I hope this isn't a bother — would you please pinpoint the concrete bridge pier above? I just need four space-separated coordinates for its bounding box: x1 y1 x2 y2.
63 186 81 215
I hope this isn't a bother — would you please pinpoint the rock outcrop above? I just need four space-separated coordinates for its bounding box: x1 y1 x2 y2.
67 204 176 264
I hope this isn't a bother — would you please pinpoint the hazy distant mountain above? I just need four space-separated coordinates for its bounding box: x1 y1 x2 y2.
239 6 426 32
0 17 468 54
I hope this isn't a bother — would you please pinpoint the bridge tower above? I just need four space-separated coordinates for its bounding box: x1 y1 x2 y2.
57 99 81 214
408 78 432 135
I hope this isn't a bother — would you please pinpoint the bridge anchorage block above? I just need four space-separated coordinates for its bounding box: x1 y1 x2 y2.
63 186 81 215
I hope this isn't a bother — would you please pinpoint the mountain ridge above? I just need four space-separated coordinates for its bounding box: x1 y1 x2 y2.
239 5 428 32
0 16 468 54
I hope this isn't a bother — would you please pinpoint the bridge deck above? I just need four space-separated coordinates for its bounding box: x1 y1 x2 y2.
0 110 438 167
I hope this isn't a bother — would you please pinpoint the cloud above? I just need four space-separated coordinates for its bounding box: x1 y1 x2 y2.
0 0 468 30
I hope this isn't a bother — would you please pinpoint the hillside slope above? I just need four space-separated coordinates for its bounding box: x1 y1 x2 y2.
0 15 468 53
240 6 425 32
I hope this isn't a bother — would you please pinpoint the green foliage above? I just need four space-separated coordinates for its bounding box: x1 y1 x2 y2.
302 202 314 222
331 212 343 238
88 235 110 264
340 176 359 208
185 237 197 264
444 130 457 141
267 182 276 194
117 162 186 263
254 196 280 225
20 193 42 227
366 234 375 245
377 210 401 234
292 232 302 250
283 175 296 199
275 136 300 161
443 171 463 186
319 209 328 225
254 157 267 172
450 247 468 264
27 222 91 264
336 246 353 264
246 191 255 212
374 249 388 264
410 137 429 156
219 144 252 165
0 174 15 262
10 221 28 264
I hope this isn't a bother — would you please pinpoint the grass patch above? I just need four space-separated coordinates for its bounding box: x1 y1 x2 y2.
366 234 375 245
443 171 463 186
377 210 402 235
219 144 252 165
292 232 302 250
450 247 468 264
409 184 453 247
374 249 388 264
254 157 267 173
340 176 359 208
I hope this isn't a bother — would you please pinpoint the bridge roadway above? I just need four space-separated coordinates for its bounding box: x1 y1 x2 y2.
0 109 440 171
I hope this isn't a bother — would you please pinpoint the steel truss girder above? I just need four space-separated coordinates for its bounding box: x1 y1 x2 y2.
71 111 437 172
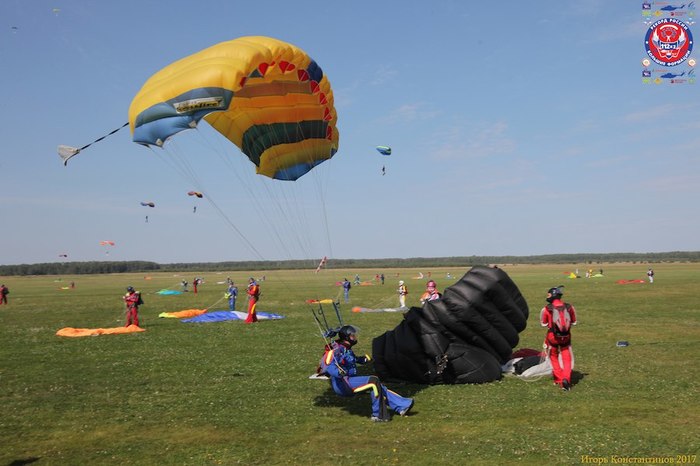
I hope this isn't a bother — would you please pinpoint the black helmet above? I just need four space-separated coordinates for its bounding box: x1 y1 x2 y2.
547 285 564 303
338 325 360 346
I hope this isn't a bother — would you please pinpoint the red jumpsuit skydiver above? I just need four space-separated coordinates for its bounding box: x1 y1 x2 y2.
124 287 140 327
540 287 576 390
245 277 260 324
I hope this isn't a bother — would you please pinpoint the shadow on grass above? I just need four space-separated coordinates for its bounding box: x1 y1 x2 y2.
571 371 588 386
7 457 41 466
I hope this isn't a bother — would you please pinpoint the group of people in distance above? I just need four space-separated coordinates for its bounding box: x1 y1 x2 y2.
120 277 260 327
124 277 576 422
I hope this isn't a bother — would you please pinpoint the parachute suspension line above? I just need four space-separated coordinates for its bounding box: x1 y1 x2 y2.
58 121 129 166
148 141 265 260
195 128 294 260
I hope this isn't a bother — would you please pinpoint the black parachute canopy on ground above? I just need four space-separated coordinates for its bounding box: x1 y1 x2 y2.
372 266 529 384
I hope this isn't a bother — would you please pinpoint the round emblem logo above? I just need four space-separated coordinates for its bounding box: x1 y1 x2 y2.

--------

● **GIVEN REQUEST**
Render all the rows above as a Markdown table with two columns, Number and Row text, numbering each line and skipping any blank lines. Leave the pictures out of the answer.

● **SOLUTION FOR THIS TASK**
| Number | Row text |
|---|---|
| 1 | I hope this isn't a bother — would you please pinpoint the concrete bridge pier above? I just need four space-separated coordinates for its bounding box: x1 y1 x2 y2. |
| 2 | 63 186 81 215 |
| 3 | I hope this isn't a bother — would you please pinpoint the rock outcrop above? I just need four space-separated coordinates for its bounding box: x1 y1 x2 y2. |
| 4 | 67 204 176 264 |
| 5 | I hope this isn't a bother — would you please pinpoint the hazy distant mountain above? I just need four space-separated coordinates for its bounding box: x1 y1 x2 y2. |
| 6 | 239 6 426 32 |
| 7 | 0 17 468 54 |
| 8 | I hope this isn't a bother — would you please pinpoint the bridge tower above? I just need four space-separated coordinates for its bounding box: x1 y1 x2 y2. |
| 9 | 57 99 81 214 |
| 10 | 408 78 432 135 |
| 11 | I hope this isn't a bother — would you please pinpoint the bridge anchorage block above? I just need four space-separated coordinates for its bounding box: x1 y1 x2 y2. |
| 12 | 63 186 81 215 |
| 13 | I hope this isn't a bother — would you please pinpoint the mountain ridge above? I just need four space-separated coordinates for its bounding box: x1 y1 x2 y2. |
| 14 | 239 5 428 32 |
| 15 | 0 16 468 54 |
| 16 | I hope this isn't a bother — would you please pinpoint the bridge deck above? I just need four space-separated coordinates for its bounding box: x1 y1 x2 y2. |
| 17 | 0 110 438 167 |
| 18 | I hope this isn't a bother — would you please pinpoint the cloud above? I just need four space-separated coordinates for its bounding box: x1 y1 x2 y2. |
| 19 | 0 0 468 30 |
| 20 | I hope this isn't a bother — would you please pinpoint the hillside slope above? I just need four space-separated coordinates for its bounding box: x1 y1 x2 y2. |
| 21 | 0 15 468 53 |
| 22 | 240 6 425 32 |
| 23 | I hope this isn't a bother — would you please pinpoint the green foliage above? I just need four space-separated coordinates for its bounding box: x1 y1 x2 y2. |
| 24 | 302 202 314 222 |
| 25 | 331 212 343 238 |
| 26 | 88 235 110 264 |
| 27 | 340 176 359 208 |
| 28 | 185 237 197 264 |
| 29 | 444 130 457 141 |
| 30 | 267 182 276 194 |
| 31 | 117 162 186 263 |
| 32 | 254 196 280 225 |
| 33 | 20 193 42 227 |
| 34 | 366 234 375 245 |
| 35 | 377 210 401 234 |
| 36 | 292 232 302 250 |
| 37 | 283 175 296 199 |
| 38 | 275 136 300 161 |
| 39 | 443 171 463 186 |
| 40 | 319 209 328 225 |
| 41 | 254 157 267 172 |
| 42 | 450 247 468 264 |
| 43 | 27 222 91 264 |
| 44 | 336 246 353 264 |
| 45 | 246 191 255 212 |
| 46 | 374 249 388 264 |
| 47 | 410 137 429 156 |
| 48 | 219 144 252 165 |
| 49 | 0 174 15 262 |
| 50 | 10 221 28 264 |
| 51 | I hope this isn't a bother — would you please pinpoint the grass patch above? I just need four space-separated coordinates for its bounding box: x1 y1 x2 y2. |
| 52 | 366 234 375 245 |
| 53 | 443 171 463 186 |
| 54 | 377 210 402 235 |
| 55 | 219 144 252 165 |
| 56 | 292 232 302 250 |
| 57 | 450 247 468 264 |
| 58 | 409 184 453 247 |
| 59 | 374 249 388 264 |
| 60 | 254 157 267 173 |
| 61 | 340 176 359 208 |
| 62 | I hope this isn't a bother — would you please pinpoint the bridge roadway above? I just need four space-separated coordinates for its bounding box: x1 y1 x2 y2. |
| 63 | 0 109 440 171 |
| 64 | I hope this isn't a bother — would you please pinpoint the steel truss girder above? I just need four space-separated coordinates for its bounding box: x1 y1 x2 y2. |
| 65 | 71 111 437 172 |
| 66 | I hope this isn't a bother — would you please pinpoint the black helmet above? I just need four space-separated coordinates for its bounding box: x1 y1 x2 y2. |
| 67 | 547 285 564 303 |
| 68 | 338 325 360 346 |
| 69 | I hope this isn't a bother — would you please pinpoint the red jumpsuit skydiver above? I just need four space-separated coordinates for its bounding box: x1 y1 x2 y2. |
| 70 | 124 287 140 327 |
| 71 | 540 287 576 390 |
| 72 | 245 277 260 324 |
| 73 | I hope this isn't a bother — would you please pinpoint the shadow on grass above? I just need four space-separated coordinates for its bounding box: x1 y1 x2 y2. |
| 74 | 571 371 588 386 |
| 75 | 7 457 41 466 |
| 76 | I hope this isn't a bother — would you please pinpoint the group of people in distance above? I just need four space-separated coordinates for its bounding box: x1 y1 x2 y2. |
| 77 | 120 277 260 327 |
| 78 | 124 277 576 422 |
| 79 | I hope this isn't a bother — would you please pinpoint the parachute suspension line above? I just need four space-separated coordinates for its bounding box: x1 y1 x2 y2. |
| 80 | 58 121 129 166 |
| 81 | 148 141 265 260 |
| 82 | 195 128 294 260 |
| 83 | I hope this isn't a bother — would you please pinpoint the black parachute canopy on ground above? I just need four space-separated coordinates for its bounding box: x1 y1 x2 y2. |
| 84 | 372 266 529 384 |
| 85 | I hope this isn't a bother — would you please pinpoint the round emblem logo above? I just need four space-separated coordinates for its bounding box: x1 y1 x2 y2. |